Task:
Find each line in the material below that contains the word "grass" and copy those lines out.

Supplied data:
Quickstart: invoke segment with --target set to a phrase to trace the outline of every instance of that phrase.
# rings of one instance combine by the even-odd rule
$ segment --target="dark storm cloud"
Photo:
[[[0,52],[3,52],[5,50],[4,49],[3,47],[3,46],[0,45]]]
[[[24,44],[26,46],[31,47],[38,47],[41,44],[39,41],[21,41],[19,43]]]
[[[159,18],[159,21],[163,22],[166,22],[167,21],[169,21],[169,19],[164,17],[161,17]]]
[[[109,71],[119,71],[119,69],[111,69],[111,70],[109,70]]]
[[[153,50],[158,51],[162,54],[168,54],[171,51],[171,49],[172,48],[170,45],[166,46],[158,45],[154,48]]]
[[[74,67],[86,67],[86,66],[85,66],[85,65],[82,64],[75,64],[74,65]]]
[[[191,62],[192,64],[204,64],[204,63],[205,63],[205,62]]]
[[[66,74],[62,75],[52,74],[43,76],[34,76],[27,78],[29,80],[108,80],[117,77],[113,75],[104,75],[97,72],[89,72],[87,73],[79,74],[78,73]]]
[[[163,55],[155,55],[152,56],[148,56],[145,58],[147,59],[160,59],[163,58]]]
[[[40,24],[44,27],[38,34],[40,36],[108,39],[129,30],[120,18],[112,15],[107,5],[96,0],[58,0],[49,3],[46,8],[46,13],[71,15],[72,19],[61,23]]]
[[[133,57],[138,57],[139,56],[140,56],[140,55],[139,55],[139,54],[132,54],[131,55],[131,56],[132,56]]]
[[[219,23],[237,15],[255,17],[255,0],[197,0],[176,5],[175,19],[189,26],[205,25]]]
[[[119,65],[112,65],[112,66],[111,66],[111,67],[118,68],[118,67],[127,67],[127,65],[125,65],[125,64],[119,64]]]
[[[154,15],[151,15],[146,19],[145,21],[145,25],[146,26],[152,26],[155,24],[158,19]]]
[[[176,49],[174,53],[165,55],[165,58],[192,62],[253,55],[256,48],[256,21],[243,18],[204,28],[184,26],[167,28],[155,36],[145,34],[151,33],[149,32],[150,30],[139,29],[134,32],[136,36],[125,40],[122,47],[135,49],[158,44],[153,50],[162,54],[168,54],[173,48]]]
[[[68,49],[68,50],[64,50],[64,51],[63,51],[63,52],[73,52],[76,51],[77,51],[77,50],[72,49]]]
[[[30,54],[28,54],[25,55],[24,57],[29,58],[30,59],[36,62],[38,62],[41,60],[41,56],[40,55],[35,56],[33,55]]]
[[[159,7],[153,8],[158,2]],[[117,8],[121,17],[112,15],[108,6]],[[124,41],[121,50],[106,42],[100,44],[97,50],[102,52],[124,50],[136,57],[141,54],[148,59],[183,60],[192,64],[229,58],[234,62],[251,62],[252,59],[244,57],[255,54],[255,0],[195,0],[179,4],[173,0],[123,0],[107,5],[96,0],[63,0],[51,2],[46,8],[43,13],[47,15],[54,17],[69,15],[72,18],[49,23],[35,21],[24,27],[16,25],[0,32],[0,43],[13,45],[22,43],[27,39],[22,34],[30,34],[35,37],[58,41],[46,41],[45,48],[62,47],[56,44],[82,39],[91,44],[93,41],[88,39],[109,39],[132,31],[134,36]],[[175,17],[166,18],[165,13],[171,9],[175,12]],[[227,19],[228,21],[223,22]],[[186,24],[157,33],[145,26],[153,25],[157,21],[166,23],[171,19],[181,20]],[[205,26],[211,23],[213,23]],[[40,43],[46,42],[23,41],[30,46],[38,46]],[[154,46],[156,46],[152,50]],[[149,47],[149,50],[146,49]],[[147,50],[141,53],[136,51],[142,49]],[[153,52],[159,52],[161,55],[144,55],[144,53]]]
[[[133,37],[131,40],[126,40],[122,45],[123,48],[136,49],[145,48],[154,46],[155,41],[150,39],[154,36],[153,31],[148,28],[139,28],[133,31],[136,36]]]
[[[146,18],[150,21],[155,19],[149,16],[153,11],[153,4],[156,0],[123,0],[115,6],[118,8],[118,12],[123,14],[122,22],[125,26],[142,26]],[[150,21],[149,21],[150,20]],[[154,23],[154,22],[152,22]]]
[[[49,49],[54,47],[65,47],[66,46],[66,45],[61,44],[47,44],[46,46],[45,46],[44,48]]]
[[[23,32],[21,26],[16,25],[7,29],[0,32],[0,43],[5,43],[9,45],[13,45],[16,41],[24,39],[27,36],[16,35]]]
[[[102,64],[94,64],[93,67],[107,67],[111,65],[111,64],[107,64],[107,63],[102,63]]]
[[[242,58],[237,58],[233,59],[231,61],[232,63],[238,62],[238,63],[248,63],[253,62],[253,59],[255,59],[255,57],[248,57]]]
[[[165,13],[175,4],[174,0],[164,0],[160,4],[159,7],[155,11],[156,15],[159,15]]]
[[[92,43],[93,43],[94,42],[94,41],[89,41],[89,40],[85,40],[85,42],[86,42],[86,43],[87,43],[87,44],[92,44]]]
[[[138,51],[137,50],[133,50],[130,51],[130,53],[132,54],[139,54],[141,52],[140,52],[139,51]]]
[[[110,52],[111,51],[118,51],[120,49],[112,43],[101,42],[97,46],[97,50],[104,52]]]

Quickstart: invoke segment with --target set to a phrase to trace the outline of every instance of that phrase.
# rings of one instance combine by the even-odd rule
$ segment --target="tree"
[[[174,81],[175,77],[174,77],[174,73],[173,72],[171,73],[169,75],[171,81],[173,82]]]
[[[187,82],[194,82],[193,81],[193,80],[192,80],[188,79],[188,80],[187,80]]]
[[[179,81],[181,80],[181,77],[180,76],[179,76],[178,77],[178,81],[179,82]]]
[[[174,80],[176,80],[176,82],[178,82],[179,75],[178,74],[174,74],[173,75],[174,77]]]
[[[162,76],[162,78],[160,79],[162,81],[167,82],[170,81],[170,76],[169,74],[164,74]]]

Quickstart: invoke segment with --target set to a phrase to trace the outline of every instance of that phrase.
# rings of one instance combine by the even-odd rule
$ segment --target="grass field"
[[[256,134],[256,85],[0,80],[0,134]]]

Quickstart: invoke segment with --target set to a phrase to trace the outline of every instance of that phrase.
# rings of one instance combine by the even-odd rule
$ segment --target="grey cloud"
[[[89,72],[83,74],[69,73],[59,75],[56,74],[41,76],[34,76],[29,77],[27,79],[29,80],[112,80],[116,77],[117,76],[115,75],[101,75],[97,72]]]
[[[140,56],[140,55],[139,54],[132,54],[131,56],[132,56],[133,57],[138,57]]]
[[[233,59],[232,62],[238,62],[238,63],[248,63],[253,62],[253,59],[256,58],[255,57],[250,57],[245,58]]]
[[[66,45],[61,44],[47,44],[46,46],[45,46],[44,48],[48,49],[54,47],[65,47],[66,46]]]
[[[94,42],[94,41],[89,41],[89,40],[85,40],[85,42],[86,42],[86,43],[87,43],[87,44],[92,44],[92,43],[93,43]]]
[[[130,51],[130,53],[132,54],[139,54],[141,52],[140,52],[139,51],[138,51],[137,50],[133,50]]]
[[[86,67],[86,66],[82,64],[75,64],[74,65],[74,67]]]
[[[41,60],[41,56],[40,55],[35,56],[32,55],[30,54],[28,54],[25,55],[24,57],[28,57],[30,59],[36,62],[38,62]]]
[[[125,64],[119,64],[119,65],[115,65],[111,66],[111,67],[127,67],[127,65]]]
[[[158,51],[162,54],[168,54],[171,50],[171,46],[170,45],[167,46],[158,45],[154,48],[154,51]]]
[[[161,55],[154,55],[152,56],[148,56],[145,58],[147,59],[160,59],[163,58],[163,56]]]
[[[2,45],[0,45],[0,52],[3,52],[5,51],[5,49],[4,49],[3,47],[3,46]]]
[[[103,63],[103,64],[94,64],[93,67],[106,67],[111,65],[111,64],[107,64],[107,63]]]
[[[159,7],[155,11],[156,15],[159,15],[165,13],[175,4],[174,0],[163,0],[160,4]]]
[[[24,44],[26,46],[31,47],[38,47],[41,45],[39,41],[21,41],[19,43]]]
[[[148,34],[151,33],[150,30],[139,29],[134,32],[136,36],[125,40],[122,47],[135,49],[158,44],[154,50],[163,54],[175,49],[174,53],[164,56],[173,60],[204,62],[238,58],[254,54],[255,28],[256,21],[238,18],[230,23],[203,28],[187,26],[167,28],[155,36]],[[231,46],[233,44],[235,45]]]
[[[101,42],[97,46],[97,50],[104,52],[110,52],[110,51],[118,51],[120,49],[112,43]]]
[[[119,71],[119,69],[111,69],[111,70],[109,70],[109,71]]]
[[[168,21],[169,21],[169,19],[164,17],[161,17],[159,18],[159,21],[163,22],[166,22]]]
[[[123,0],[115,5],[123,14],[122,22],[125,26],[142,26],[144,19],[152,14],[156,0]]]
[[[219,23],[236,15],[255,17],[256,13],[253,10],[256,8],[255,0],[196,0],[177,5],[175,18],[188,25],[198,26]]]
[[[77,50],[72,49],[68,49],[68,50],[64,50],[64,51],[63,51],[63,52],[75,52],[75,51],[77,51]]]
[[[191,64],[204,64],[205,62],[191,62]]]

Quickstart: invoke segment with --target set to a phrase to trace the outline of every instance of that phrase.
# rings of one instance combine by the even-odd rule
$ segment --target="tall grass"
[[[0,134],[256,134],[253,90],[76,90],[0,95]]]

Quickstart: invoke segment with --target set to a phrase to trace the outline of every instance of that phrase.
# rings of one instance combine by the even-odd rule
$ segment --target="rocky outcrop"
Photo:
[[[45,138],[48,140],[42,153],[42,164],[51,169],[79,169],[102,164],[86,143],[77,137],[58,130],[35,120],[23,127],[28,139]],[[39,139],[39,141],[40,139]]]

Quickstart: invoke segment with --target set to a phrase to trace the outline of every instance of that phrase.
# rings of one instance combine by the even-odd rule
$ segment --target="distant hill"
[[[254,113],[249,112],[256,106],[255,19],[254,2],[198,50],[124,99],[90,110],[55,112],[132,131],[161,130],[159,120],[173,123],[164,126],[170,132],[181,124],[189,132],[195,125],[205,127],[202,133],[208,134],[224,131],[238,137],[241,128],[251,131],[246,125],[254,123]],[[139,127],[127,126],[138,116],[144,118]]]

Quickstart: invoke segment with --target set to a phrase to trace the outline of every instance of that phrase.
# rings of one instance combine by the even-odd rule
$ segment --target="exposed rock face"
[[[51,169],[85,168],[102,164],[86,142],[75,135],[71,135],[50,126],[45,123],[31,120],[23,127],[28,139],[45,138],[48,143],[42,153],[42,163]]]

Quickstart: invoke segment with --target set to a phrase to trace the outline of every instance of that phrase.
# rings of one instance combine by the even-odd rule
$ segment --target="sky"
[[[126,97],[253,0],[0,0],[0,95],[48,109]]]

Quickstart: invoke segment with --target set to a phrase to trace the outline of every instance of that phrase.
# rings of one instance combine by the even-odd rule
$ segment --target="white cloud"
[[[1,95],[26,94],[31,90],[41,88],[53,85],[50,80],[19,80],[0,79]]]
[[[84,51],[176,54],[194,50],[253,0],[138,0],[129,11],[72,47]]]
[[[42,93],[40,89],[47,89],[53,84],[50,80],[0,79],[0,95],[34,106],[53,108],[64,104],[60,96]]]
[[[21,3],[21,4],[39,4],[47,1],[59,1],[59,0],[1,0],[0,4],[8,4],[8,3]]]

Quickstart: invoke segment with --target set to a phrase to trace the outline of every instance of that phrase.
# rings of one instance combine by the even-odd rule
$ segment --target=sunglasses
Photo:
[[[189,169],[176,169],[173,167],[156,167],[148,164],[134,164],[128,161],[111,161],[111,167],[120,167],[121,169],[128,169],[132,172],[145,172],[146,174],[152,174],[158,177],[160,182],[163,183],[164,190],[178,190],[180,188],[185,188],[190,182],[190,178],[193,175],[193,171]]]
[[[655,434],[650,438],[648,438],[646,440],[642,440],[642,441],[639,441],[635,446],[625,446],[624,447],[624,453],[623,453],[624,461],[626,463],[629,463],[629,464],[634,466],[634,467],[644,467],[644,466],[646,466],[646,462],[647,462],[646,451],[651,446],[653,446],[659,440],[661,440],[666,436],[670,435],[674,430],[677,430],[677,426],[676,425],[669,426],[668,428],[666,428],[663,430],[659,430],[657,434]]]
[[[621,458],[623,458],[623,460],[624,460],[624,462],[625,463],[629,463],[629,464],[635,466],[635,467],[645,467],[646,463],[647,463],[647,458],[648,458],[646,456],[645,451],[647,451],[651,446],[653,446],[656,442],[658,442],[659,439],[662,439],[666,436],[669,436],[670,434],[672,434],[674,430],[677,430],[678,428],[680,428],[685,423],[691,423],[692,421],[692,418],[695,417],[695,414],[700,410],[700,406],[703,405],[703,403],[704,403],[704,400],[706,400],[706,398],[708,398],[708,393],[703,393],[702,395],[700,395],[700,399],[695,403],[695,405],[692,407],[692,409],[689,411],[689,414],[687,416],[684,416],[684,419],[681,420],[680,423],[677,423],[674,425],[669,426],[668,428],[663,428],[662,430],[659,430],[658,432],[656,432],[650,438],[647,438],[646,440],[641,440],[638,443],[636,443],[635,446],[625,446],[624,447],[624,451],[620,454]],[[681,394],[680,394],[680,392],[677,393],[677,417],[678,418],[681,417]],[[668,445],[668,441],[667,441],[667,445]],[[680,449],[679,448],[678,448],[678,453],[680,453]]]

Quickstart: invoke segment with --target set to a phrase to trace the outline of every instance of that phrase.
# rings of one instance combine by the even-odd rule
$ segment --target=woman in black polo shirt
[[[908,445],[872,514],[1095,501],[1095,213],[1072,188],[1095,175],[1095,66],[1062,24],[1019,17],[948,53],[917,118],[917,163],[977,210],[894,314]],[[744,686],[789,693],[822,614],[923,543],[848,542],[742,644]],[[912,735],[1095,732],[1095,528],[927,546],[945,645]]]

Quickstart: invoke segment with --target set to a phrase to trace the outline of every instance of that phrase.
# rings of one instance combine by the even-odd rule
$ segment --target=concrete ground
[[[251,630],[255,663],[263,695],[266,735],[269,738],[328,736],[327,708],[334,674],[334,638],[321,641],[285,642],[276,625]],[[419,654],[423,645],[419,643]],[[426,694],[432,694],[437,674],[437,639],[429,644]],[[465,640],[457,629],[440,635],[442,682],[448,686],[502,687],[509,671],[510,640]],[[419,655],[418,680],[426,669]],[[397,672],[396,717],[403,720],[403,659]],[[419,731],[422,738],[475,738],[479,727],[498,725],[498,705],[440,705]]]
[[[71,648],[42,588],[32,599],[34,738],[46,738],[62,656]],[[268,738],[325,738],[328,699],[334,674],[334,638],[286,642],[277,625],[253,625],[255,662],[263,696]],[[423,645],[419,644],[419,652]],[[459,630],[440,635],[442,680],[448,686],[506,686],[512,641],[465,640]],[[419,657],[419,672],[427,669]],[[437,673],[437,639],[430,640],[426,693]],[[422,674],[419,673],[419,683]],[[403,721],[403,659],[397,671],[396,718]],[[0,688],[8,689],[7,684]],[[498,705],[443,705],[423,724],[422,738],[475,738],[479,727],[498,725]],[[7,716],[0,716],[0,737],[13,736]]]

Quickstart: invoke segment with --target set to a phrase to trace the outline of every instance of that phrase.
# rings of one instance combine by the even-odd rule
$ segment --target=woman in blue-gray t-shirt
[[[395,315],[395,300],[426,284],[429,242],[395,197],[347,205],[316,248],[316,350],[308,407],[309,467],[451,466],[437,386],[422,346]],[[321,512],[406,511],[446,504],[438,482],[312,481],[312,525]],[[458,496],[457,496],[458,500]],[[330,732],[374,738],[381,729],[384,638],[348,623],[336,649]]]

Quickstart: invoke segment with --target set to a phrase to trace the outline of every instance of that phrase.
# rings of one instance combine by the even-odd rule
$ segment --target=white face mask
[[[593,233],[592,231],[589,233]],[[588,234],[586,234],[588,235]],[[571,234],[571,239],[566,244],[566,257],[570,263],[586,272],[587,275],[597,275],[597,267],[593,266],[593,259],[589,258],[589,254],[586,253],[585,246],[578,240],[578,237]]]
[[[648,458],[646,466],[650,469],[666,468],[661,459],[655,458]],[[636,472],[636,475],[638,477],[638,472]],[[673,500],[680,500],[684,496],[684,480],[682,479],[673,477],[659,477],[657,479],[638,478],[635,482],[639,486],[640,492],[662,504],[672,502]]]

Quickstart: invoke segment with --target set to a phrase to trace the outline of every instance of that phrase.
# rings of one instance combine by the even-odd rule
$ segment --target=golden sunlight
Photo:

Final answer:
$ segment --target="grass field"
$ segment --target="tall grass"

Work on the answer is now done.